If you are getting nesting of thread on the bottom of your fabric, this is almost always a top thread tension problem. I suppose it could rarely be a machine timing issue, but the vast majority of the time it is a tension problem with the top thread, not the bobbin thread.

I am not familiar with your machine, but most machines have tension discs for the top thread. If you have a stray bit of thread or a build up of lint in one or more of the discs, your top thread will not feed correctly and you can get nesting. As mentioned before, be sure to thread your machine with the presser foot UP so the thread actually gets into the tension disc areas. I haven't ever needed to 'floss' the discs on my machines, but I've seen it suggested. Just run a lint-free cloth through the discs to clean out the lint, maybe de-gum it if you had some oil or lubricant get in there.

Some machines are picky about the way the thread comes off the spool. Check you manual to see what is recommended for your machine. Also, if your thread is a bad spool or a brand that your machine doesn't like, you can have tension problems. In addition to changing the thread, you'll need to clean the top thread path of any debris left behind by the bad thread.

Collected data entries

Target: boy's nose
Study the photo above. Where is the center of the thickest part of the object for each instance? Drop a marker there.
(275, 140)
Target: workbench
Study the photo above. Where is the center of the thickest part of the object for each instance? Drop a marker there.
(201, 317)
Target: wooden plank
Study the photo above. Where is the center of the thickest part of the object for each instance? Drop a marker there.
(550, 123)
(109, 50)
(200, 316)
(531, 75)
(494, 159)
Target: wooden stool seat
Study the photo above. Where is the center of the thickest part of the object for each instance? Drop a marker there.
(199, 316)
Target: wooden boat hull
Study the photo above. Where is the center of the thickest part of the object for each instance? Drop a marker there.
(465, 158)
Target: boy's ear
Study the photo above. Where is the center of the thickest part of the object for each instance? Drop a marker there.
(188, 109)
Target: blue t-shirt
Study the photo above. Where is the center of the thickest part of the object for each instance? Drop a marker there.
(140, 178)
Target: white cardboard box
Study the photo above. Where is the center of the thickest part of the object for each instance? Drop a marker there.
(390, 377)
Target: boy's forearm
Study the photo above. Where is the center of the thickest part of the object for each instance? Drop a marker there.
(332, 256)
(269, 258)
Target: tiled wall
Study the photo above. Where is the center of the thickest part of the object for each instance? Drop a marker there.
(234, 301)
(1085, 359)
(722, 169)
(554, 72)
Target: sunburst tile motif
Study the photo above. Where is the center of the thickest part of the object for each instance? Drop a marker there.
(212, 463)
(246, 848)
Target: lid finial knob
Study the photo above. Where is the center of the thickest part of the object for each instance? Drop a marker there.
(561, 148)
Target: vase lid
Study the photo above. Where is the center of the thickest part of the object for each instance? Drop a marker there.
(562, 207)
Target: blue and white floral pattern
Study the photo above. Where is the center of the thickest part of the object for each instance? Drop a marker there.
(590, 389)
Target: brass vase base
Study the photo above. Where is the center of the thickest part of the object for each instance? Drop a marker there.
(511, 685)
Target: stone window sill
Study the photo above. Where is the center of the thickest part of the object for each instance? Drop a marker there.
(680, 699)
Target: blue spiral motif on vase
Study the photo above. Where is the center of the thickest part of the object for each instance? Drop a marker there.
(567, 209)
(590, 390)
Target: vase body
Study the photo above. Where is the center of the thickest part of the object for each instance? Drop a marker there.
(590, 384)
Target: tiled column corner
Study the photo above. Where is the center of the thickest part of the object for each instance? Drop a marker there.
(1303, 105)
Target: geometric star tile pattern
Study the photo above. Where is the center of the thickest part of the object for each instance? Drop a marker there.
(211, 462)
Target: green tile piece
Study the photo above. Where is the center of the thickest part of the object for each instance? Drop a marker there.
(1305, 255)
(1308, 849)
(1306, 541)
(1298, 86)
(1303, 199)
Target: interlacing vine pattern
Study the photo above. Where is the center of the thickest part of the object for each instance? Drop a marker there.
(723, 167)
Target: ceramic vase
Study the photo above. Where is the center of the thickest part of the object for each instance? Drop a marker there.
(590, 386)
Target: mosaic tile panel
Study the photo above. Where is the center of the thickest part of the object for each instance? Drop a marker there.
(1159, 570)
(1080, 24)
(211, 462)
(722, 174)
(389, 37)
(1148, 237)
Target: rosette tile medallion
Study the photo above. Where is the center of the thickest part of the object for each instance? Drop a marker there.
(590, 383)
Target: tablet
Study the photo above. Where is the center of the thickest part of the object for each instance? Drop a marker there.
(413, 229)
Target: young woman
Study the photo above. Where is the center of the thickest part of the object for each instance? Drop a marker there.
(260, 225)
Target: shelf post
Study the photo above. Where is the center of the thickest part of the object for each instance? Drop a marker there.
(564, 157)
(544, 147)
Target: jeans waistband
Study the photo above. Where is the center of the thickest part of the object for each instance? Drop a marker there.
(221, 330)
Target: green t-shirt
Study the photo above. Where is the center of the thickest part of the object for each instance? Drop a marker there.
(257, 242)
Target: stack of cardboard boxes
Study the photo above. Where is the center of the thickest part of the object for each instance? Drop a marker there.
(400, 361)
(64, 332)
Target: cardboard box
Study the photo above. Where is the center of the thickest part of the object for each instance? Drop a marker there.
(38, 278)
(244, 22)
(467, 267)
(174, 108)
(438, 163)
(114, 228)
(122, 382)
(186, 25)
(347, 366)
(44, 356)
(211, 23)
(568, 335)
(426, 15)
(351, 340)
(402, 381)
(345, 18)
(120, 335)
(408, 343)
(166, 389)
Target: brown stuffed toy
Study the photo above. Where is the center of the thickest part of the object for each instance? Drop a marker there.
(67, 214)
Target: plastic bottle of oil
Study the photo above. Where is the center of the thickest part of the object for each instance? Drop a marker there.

● **What to do**:
a: Reproduce the stretch of the sewing machine tension advice from "I am not familiar" through "get in there.".
b: According to the sewing machine tension advice, what should be run through the tension discs to clean out lint?

● **Responses**:
a:
I am not familiar with your machine, but most machines have tension discs for the top thread. If you have a stray bit of thread or a build up of lint in one or more of the discs, your top thread will not feed correctly and you can get nesting. As mentioned before, be sure to thread your machine with the presser foot UP so the thread actually gets into the tension disc areas. I haven't ever needed to 'floss' the discs on my machines, but I've seen it suggested. Just run a lint-free cloth through the discs to clean out the lint, maybe de-gum it if you had some oil or lubricant get in there.

b: A lint-free cloth.